- WHAT TO DO -
Start with the line containing "target: dog's ear" and write out each line through the end of the listing, exactly as given.

- GIVEN RECORDS -

* * * * * * *

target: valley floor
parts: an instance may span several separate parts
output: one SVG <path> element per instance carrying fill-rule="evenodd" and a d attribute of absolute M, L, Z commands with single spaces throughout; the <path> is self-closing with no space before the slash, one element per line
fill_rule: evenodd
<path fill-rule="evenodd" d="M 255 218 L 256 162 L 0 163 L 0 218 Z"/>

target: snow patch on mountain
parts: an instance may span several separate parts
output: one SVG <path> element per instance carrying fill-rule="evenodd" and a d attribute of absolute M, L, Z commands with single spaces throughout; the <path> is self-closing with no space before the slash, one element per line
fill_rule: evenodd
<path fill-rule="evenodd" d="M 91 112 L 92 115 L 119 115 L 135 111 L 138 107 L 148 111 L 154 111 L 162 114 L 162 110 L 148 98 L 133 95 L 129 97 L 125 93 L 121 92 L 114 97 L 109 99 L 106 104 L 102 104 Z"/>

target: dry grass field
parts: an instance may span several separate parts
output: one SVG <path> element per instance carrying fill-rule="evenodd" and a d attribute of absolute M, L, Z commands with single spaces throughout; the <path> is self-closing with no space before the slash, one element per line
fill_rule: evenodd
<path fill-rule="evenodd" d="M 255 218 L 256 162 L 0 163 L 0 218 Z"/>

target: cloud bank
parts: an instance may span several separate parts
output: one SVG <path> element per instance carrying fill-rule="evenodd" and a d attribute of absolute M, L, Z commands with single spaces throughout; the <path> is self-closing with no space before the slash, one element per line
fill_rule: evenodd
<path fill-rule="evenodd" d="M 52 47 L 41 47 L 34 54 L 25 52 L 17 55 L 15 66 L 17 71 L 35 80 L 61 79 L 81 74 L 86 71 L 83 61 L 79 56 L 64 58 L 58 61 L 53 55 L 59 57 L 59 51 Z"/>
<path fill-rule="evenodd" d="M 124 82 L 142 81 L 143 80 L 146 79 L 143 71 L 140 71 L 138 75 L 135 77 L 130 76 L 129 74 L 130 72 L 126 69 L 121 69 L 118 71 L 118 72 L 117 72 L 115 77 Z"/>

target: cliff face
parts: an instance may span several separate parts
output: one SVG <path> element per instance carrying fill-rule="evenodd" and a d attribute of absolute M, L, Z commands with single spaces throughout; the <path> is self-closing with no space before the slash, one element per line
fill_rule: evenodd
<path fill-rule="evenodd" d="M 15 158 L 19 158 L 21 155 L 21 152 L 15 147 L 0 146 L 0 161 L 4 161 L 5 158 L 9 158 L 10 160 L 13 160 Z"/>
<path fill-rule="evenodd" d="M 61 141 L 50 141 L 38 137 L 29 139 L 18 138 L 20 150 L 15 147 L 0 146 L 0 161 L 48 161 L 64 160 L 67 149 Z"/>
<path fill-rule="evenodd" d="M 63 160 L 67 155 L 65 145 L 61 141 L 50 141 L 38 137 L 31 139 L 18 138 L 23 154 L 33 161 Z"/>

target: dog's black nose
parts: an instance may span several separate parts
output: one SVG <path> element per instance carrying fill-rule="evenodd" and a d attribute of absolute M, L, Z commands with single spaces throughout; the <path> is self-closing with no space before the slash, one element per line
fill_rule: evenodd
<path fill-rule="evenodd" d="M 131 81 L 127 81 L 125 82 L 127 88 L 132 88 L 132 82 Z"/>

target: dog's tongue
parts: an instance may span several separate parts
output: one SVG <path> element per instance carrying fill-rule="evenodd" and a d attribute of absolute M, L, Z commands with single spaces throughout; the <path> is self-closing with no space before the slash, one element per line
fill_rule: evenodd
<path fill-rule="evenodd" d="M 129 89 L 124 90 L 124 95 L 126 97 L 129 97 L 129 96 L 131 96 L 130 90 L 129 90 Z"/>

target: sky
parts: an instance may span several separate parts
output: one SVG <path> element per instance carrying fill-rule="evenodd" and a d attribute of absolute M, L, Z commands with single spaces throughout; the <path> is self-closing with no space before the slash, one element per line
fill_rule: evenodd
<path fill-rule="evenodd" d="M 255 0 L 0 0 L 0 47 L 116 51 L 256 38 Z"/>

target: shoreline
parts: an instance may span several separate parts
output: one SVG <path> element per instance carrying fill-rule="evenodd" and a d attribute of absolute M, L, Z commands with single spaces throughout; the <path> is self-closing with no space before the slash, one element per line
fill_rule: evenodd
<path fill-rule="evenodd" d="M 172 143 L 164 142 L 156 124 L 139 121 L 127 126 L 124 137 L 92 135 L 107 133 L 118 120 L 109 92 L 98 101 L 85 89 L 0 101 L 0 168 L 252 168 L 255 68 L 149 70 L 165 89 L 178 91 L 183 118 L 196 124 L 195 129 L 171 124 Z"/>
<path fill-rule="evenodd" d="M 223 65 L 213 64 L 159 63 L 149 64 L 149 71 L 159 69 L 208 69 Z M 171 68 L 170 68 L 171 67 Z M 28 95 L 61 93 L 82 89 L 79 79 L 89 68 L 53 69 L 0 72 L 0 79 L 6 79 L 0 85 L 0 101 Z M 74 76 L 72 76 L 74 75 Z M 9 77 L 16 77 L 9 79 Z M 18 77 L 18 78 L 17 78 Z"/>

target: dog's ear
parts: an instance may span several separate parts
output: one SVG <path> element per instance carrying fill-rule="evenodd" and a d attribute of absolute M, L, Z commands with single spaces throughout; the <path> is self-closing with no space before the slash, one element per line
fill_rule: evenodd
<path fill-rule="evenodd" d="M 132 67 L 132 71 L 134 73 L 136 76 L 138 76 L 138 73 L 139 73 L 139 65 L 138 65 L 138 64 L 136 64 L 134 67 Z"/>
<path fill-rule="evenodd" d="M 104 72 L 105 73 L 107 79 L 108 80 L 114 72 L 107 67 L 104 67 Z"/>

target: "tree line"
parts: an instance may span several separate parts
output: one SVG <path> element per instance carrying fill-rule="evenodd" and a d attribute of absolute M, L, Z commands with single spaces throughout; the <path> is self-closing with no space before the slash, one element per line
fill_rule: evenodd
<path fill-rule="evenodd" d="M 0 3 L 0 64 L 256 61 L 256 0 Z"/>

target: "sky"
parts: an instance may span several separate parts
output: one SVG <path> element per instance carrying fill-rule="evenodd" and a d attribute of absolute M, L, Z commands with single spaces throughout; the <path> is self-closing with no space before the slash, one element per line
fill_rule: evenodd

* * * * * * *

- RESPONSE TO THIS EXERCISE -
target: dog's ear
parts: an instance may span several separate parts
output: one SVG <path> element per instance carrying fill-rule="evenodd" and a d attribute of absolute M, L, Z commands with single spaces throughout; the <path> is self-closing with no space before the slash, one element per line
fill_rule: evenodd
<path fill-rule="evenodd" d="M 132 67 L 132 71 L 134 73 L 136 76 L 138 76 L 138 73 L 139 73 L 139 65 L 138 65 L 138 64 L 136 64 L 134 67 Z"/>
<path fill-rule="evenodd" d="M 104 72 L 105 73 L 107 79 L 108 80 L 114 72 L 107 67 L 104 67 Z"/>

target: "tree line"
parts: an instance may span several separate parts
output: one SVG <path> element per instance carrying fill-rule="evenodd" and a d attribute of absolute M, L, Z commands with single spaces throughout; the <path> is self-closing with no space before the slash, one element per line
fill_rule: evenodd
<path fill-rule="evenodd" d="M 0 3 L 0 64 L 256 61 L 256 0 Z"/>

target: "sky"
parts: an instance may span several separate parts
output: one SVG <path> element per instance carrying fill-rule="evenodd" and a d attribute of absolute M, L, Z commands with single spaces throughout; the <path> is self-closing with no space before the slash, one element per line
fill_rule: evenodd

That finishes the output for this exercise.